Short exercise A -
In the MTV Israel text, on what date did MTV Israel launch?
Short exercise B -
Pick out every line in the records that includes the word "below".

Page extract -
⁂

MTV Israel, is the Hebrew-speaking branch of MTV. It launched on 17 January 2011.

History
 Prior to the launch of a 24-hour MTV Israel, the territory was previously served by a localized version of MTV Europe, which was introduced to the country in 1990. In the early 2000s, MTV began to localize the European MTV feed in Israel featuring localized advertising and sponsorship.
 MTV Networks International signed a deal with Tel Aviv based telecommunications company Ananey Communications to launch MTV Baltic during the negotiations Ananey showed interest in launching a local MTV channel in Israel.
 MTV Networks International launched an on-demand channel found at MTV.co.il. This service launched on 23 October 2007. MTV.co.il featured localised advertising, sponsorship and translated shows. The On-Demand Music and Entertainment channel launched on 23 October 2007. During this tim MTV Europe continued to be available in Israel on cable and satellite television. While MTV.co.il served as an interactive music service.
In 2008, MTV.co.il increased its localised programming featuring a local MTV News series and other music based programming. The channel also features two local presenters.

⁂

Raw records -
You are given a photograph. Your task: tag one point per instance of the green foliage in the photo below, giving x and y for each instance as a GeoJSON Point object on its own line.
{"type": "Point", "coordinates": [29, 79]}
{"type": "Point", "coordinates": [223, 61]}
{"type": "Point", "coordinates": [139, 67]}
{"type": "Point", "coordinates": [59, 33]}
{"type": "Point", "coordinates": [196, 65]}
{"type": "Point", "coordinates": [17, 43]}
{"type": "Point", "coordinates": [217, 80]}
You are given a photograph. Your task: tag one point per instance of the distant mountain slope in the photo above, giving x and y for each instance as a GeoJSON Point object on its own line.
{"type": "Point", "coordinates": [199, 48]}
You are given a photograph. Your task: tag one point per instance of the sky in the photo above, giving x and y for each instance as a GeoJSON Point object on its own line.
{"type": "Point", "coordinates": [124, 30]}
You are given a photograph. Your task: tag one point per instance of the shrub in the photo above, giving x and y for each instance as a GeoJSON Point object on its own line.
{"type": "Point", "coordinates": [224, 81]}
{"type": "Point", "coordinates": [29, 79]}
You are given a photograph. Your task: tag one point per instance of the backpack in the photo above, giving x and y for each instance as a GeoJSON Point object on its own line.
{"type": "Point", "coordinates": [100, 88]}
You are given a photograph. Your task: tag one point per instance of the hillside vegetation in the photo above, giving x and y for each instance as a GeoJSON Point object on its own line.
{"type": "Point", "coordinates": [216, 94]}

⁂

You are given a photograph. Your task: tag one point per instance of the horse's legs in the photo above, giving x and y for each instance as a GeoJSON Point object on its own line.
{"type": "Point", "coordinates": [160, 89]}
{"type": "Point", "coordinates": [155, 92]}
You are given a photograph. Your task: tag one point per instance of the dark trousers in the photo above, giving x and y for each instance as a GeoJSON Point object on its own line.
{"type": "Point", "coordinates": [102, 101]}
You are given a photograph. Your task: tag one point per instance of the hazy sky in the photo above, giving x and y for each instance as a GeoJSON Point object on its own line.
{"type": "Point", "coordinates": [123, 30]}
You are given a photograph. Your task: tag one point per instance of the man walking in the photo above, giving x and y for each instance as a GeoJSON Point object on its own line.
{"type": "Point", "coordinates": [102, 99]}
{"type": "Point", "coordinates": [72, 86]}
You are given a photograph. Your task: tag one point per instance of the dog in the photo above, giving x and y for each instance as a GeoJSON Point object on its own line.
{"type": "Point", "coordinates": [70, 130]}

⁂

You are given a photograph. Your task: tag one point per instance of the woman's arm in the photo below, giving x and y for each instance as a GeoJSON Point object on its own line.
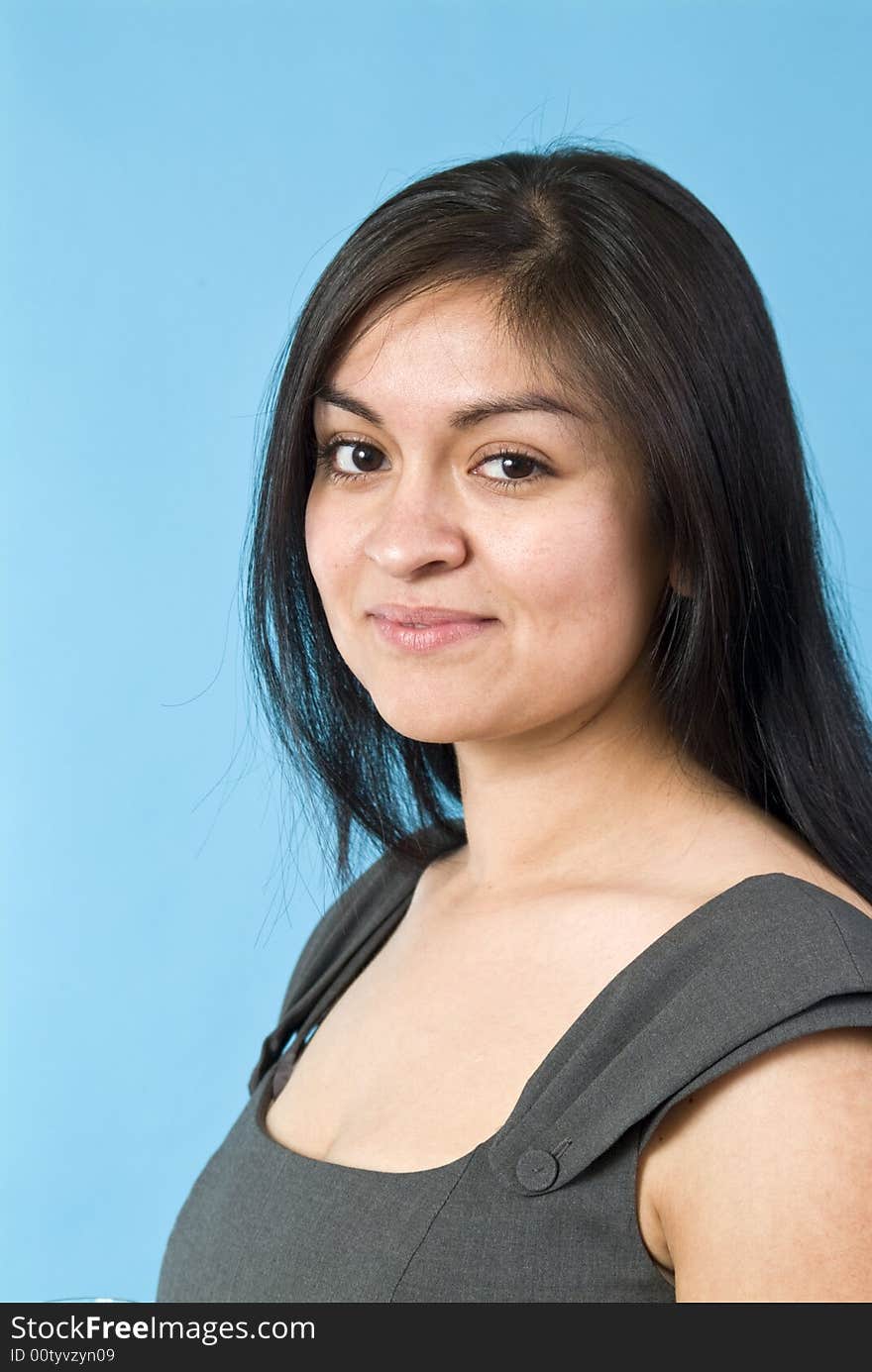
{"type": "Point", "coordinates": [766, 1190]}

⁂

Final answer A -
17 January 2011

Final answer B -
You are given a photograph. Your task: tag one point per instance of the green foliage in the photo below, giving x and y for each instance as a GeoJSON Point object on its own line.
You are given a photograph. Your task: tag one point per instance of the woman's arm in the photo below, giving x and y for each instance as a GeoJSON Point object on its own line.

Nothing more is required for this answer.